| REQUIRED TASK A |
In the extract, what stake in the Coastal Virginia Offshore Wind project is Dominion selling to Stonepeak?

| EXTRACT |
Pacific Generation a ‘Great Transaction’

PG&E is still awaiting the CPUC’s decision on the proposed spinoff and sale of a minority stake in Pacific Generation, a standalone subsidiary that would control 5.6 GW of generating capacity, including more than 1.3 GW of battery and pumped storage. FERC last year approved the plan, which would raise an estimated $3.4 billion for PG&E. (See FERC Approves PG&E’s Proposal to Spin off Generation.) 

“We think this a great transaction for customers,” PG&E CFO Carolyn Burke said, adding that the advantageous financing costs stemming from the spinoff will also improve the utility’s balance sheet and lower overall costs for utility customers. 

Both Burke and Poppe emphasized during the call that PG&E would not be seeking to raise money from equity markets this year because the company’s current stock price makes other financing options more “favorable.” 

PG&E reported earnings sat at the top end of previous estimates. The company made $2.242 billion last year ($1.05/share), compared with $1.8 billion ($0.85/share) in 2022. Fourth-quarter earnings per share jumped to 84 cents from 24 cents a year earlier. 

Dominion Sells 50% of Coastal Virginia Offshore Wind to Stonepeak

Dominion Energy on Feb. 22 reported earnings of $2 billion in 2023 and announced that it has closed on an equity partner for its Coastal Virginia Offshore Wind (CVOW) project. 

The utility is selling a 50% noncontrolling interest in CVOW to Stonepeak through the formation of a new public utility subsidiary, under Virginia’s jurisdiction, that will own the project, while Dominion will continue to construct and eventually operate the wind farm on its own. 

“The Coastal Virginia Offshore Wind project continues to proceed on time and on budget and consistent with our previously communicated timing and cost expectations,” CEO Robert Blue said. “A competitive partnership process attracted high-quality interest, resulting in a compelling partner for CVOW. Stonepeak is one of the world’s largest infrastructure investors, with more than $61 billion in assets under management and an extensive track record of investment in large and complex energy infrastructure projects, including offshore wind. Their significant financial participation will benefit both our project and our customers.” 

The deal includes a number of provisions in which Stonepeak would share in any cost overruns, but Blue told investors on a conference call that he expects Dominion will complete CVOW on time and on budget. 

“We’ve been very clear with our team, and with our suppliers and partners, that delivery of an on-budget project is the expectation,” Blue said.

| RECORD EXTRACTS |
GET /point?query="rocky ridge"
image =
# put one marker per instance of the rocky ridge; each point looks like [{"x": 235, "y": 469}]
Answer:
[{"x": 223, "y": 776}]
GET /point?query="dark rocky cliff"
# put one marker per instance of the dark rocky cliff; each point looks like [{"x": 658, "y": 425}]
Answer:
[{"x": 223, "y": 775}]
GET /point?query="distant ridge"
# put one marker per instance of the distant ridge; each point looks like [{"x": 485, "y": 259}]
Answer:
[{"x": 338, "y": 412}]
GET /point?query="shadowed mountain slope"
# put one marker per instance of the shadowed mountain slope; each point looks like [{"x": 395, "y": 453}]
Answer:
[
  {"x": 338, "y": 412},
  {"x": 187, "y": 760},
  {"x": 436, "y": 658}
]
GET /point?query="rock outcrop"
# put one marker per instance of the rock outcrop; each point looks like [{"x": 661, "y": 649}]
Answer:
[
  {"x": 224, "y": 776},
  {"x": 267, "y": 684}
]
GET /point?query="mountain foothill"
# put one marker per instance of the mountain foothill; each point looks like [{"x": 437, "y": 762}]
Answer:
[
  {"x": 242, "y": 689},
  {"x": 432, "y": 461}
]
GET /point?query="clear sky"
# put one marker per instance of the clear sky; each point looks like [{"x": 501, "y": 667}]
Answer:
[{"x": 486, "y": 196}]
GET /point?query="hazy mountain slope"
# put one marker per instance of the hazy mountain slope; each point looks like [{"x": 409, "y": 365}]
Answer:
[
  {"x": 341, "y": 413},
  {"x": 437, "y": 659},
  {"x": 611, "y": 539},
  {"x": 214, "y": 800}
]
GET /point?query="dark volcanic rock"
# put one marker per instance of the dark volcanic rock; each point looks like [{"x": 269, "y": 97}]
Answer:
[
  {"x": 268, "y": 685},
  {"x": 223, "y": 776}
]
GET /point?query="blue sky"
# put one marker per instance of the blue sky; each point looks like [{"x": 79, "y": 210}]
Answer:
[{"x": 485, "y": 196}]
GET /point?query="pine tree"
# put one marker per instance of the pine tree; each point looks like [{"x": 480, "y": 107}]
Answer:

| REQUIRED TASK B |
Gather every line of the listing that contains the string "looks", treating uppercase and lowercase as different.

| WRITTEN SOLUTION A |
A 50% noncontrolling interest.

| WRITTEN SOLUTION B |
# put one marker per instance of the rocky ridge; each point looks like [{"x": 235, "y": 469}]
# put one marker per instance of the dark rocky cliff; each point looks like [{"x": 658, "y": 425}]
# put one marker per instance of the distant ridge; each point looks like [{"x": 485, "y": 259}]
# put one marker per instance of the shadowed mountain slope; each point looks like [{"x": 395, "y": 453}]
# put one marker per instance of the rock outcrop; each point looks like [{"x": 661, "y": 649}]
# put one marker per instance of the mountain foothill; each point looks like [{"x": 437, "y": 762}]
# put one marker per instance of the clear sky; each point looks like [{"x": 501, "y": 667}]
# put one marker per instance of the hazy mountain slope; each point looks like [{"x": 409, "y": 365}]
# put one marker per instance of the dark volcanic rock; each point looks like [{"x": 269, "y": 97}]
# put one marker per instance of the blue sky; each point looks like [{"x": 79, "y": 210}]
# put one marker per instance of the pine tree; each point looks like [{"x": 480, "y": 107}]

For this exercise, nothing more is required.